Skip the pictures and repeat each line of the data exactly.

Referring expression pointing data
■ ■ ■ ■ ■
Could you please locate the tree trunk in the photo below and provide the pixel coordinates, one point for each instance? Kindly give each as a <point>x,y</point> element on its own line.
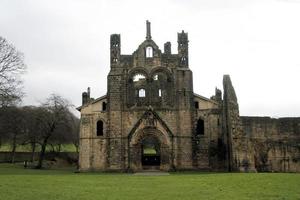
<point>42,153</point>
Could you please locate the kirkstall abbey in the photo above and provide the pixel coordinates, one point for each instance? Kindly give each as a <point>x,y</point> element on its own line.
<point>151,118</point>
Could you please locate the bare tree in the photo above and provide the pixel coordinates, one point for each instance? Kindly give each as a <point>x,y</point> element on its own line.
<point>11,66</point>
<point>55,117</point>
<point>13,127</point>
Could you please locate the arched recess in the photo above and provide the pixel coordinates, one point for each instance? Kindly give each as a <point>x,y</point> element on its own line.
<point>135,148</point>
<point>200,129</point>
<point>150,125</point>
<point>162,87</point>
<point>100,127</point>
<point>137,79</point>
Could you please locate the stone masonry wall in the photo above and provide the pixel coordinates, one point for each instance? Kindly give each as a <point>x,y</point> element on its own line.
<point>276,142</point>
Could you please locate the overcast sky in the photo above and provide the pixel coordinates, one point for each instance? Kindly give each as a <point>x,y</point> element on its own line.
<point>66,45</point>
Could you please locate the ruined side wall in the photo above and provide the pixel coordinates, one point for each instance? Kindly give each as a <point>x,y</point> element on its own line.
■ ■ ■ ■ ■
*SOLVED EXERCISE*:
Could you please locate the tree trunk in the photo below and provide the pixel coordinates, one point for each instance? Kindly give each as a <point>x,y</point> element on its own line.
<point>42,153</point>
Could you please locate the kirkstall abbey in the photo above and provide the pixel coordinates, one point for each instance? Kindly give each as a <point>x,y</point> element on its own line.
<point>151,118</point>
Could you please locate the bare tree in the photo above and provide the pixel coordinates, one point for each instance? Kindly give each as a <point>x,y</point> element on its own line.
<point>11,66</point>
<point>55,117</point>
<point>13,127</point>
Could you please locate the arched recess in the photo above and provide the pixel coordinates, one point for each instance? Kindly give each as a <point>x,y</point> element on its own line.
<point>135,148</point>
<point>200,129</point>
<point>150,125</point>
<point>162,87</point>
<point>100,127</point>
<point>137,79</point>
Could you please locate the stone masonry wall in the photo above and provide the pixel coordinates, one point for each instance? Kindly give each as a <point>x,y</point> element on its own line.
<point>276,142</point>
Could you please locate the overcast sky in the photo above and provide the pixel coordinates, one point for each instance? Kindly give each as a <point>x,y</point> element on its own line.
<point>66,45</point>
Could you please locate the ruined side wall in the photo above and provide the pixel coordinates, one point for each instance? Kindly give each as a <point>x,y</point> element on its own line.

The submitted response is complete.